**Extract to read:**
Content starts

Informed Consent and the Minor Child



Every patient has the constitutional right, based on the rights of privacy and self-determination, to decide what medical treatment he or she will receive. This is no less true for minor children who have received a head injury. The only difference is the mechanism by which their constitutional right is exercised.

We start with the basic premise that a child's parents are his or her natural guardians with authority to consent to medical treatment. Problems arise when parents are divorced, and medical facilities are unaware of which parent has the legal authority to give permission regarding medical treatment. The issue of joint custody complicates the issue for health care providers as well. Generally speaking, the parent with legal, not physical, custody, is empowered to give consent.

Another problem health care facilities face is when a medical emergency, such as a rise in intracranial pressure, arises in a minor child with a head injury, and no parent can be found to consent to the treatment. Without consent, a health care provider risks liability for treating without authorization, i.e., for battery. But if a true medical emergency exists, the legal doctrine of "implied consent" controls the situation. This doctrine states that an individual implicitly gives consent to emergency treatment that would save his or her life or limb. Some states even require that emergency treatment be given by a physician without consent, and provide legal protection for such emergency treatment rendered in goodfaith. Therefore, when a true emergency exists, health care facilities have the implied consent of a minor child with a head injury to render the necessary emergency treatment.

Informed consent for minor children with head injuries becomes problematic when the minor child turns 18 years old while a patient at a facility. At that age, he or she is considered an adult and, for purposes of medical treatment, is presumed competent to give consent. Nevertheless, in circumstances in which a young head-injured patient over 18 years is incapable by reason of his or her mental disability to provide consent, a guardian should be appointed. The parents of the head-injured child are not automatically the legal authorized representative. The parents or other designate must go to court, where it will be determined whether the young head-injured patient is incompetent and whether the parents or other designate are appropriate as guardians. Only then will they be given specific legal authority to consent to the proposed medical treatment. The latter point is significant because minor children with head injuries often have their parents serve as guardians because of personal injury lawsuits, but this "guardianship" is not necessarily valid for consenting to medical treatment once the patient reaches 18 years. A separate court proceeding regarding guardianship must be held.

Persons who treat pediatric head injuries must be cognizant of the surrounding legal issues so that they can give appropriate treatment without risking any legal liability.

Content ends

**Excerpted records:**
Content starts

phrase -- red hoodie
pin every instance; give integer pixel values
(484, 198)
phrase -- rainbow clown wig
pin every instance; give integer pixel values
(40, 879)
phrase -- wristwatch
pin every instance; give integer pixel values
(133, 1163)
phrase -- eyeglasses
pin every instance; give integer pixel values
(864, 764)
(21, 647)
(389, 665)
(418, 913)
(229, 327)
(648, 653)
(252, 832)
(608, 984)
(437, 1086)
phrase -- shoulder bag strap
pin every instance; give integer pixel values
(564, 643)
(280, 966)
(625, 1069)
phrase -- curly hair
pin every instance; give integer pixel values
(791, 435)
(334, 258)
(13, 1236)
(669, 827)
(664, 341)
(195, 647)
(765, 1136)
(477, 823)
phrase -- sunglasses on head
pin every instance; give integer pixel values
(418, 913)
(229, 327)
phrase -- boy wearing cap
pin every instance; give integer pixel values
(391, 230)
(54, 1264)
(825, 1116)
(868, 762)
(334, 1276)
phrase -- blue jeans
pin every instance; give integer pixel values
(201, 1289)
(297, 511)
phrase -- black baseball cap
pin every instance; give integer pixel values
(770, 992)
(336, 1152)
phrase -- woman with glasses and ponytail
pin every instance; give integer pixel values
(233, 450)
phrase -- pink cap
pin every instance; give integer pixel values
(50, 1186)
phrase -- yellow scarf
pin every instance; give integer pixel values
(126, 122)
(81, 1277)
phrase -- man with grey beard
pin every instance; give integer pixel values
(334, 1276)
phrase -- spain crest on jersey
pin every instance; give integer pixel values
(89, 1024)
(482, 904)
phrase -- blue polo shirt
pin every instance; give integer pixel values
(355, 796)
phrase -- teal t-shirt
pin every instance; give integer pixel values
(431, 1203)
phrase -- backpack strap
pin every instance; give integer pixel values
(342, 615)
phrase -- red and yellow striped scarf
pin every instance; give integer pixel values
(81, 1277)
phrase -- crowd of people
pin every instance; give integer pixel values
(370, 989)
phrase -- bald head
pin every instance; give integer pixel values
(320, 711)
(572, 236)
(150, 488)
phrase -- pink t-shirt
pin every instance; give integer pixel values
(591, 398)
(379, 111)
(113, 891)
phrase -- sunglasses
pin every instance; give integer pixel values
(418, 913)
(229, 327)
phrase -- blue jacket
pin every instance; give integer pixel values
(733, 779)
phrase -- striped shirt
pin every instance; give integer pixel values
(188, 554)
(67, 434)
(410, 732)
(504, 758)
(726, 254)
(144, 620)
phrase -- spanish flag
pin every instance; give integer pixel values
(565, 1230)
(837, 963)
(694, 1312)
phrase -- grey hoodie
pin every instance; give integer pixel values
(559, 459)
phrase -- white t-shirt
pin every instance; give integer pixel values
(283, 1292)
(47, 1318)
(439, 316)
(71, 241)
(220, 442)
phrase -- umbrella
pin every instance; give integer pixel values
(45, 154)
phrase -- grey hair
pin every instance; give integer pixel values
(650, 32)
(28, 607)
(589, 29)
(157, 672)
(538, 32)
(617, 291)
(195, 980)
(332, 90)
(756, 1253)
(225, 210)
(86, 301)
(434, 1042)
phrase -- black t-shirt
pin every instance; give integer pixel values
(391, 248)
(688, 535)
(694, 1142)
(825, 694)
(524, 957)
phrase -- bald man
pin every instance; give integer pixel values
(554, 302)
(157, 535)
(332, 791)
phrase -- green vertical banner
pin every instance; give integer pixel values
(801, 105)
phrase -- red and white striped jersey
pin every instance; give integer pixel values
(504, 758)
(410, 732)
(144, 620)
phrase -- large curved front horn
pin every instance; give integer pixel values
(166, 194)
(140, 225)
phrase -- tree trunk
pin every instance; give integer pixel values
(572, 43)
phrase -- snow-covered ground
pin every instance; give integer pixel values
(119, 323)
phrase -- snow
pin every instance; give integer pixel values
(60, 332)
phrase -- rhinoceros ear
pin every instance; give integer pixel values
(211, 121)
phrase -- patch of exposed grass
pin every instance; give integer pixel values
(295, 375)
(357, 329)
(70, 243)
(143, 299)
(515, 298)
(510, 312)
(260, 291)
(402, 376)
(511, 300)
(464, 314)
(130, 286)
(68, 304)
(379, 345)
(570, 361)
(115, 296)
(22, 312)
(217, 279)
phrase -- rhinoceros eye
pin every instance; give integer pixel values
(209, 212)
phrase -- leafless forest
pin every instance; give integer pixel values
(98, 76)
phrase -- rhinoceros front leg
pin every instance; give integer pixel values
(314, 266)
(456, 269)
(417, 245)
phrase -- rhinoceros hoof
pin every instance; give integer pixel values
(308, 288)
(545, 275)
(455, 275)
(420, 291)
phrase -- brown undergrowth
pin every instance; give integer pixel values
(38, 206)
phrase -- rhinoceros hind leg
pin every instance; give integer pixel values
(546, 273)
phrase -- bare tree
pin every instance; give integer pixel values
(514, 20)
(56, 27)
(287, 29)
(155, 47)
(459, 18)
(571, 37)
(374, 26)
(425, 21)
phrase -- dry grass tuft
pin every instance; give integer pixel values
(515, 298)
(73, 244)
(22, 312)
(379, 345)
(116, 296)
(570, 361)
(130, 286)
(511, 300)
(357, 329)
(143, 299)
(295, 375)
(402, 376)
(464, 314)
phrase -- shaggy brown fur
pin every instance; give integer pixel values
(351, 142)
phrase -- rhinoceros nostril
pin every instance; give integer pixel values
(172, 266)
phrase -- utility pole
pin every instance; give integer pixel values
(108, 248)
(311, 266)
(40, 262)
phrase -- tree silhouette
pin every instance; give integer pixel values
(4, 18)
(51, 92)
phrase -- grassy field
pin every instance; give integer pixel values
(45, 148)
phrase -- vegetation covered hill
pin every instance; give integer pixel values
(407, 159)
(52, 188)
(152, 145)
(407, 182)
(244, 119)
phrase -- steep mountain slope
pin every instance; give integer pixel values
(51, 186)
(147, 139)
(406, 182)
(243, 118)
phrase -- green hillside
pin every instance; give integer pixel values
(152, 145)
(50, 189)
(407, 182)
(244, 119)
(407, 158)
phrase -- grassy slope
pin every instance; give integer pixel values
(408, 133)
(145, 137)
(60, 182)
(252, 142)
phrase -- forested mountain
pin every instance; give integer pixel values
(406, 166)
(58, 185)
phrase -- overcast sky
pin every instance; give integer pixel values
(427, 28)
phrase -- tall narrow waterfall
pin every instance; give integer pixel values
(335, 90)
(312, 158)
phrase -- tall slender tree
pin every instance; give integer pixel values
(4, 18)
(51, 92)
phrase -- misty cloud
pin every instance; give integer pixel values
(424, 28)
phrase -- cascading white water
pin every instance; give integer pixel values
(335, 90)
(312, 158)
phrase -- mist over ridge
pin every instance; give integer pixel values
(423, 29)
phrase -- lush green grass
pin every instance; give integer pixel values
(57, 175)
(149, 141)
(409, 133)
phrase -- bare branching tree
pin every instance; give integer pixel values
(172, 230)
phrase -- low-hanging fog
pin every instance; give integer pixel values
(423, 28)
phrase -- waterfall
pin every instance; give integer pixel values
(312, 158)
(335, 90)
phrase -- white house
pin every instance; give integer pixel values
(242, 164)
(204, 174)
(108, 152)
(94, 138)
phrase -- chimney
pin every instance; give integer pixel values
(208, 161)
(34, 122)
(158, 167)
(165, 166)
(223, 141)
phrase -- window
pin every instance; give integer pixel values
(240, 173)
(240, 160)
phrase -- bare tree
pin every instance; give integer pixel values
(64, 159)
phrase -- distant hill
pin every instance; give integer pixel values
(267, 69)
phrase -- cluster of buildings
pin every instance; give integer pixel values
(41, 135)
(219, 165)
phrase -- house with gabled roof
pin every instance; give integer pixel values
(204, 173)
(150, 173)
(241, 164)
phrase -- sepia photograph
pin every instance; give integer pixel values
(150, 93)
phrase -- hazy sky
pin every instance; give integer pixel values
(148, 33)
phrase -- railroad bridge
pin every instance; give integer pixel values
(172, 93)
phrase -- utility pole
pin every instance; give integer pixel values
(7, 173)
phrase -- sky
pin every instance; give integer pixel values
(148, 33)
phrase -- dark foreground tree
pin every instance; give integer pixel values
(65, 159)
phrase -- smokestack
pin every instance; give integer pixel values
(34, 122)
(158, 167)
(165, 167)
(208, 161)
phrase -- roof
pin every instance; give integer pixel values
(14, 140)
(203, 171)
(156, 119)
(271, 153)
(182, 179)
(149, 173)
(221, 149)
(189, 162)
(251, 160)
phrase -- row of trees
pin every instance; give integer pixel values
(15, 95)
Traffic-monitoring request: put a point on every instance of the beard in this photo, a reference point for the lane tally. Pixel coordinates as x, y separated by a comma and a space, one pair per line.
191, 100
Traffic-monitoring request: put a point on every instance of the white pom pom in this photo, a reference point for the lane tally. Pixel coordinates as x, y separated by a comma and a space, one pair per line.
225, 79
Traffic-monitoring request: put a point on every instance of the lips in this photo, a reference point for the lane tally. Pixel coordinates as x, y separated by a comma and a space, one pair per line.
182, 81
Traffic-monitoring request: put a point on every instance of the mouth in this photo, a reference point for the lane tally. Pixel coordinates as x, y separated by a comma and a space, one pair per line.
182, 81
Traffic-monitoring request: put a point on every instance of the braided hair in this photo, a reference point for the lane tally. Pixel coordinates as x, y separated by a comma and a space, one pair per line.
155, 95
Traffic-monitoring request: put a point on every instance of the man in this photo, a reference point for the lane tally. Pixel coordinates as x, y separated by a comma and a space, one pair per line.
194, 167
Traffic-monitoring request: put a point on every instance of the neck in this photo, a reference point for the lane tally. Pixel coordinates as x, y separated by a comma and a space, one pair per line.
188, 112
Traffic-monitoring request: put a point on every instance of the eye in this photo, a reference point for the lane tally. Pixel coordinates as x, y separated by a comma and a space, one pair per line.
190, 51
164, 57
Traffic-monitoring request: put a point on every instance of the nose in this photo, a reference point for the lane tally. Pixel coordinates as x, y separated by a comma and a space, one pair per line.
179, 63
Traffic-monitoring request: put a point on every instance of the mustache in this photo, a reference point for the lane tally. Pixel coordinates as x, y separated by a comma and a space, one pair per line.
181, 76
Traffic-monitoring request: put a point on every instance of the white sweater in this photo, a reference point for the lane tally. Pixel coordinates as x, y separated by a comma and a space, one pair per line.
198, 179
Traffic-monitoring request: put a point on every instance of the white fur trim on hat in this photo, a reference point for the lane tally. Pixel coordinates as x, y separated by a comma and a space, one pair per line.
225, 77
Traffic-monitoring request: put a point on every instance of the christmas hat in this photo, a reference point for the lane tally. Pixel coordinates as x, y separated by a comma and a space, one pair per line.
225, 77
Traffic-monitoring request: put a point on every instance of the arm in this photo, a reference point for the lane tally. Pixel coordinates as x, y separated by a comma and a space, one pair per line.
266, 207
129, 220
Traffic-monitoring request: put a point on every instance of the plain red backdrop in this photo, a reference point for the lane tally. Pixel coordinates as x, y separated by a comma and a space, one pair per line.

Content ends

**Exercise tasks:**
• A. In the text on informed consent and the minor child, which parent is generally empowered to give consent to medical treatment?
• B. Write out the part of the text on informed consent and the minor child starting with "Every patient has" and going on through "empowered to give consent.".
• C. Translate this sentence from the text on informed consent and the minor child into Spanish: "The parents of the head-injured child are not automatically the legal authorized representative."

**Solved problems:**
• A. The parent with legal, not physical, custody.

• B.
Every patient has the constitutional right, based on the rights of privacy and self-determination, to decide what medical treatment he or she will receive. This is no less true for minor children who have received a head injury. The only difference is the mechanism by which their constitutional right is exercised.

We start with the basic premise that a child's parents are his or her natural guardians with authority to consent to medical treatment. Problems arise when parents are divorced, and medical facilities are unaware of which parent has the legal authority to give permission regarding medical treatment. The issue of joint custody complicates the issue for health care providers as well. Generally speaking, the parent with legal, not physical, custody, is empowered to give consent.

• C. Los padres del niño con lesión en la cabeza no son automáticamente el representante legal autorizado.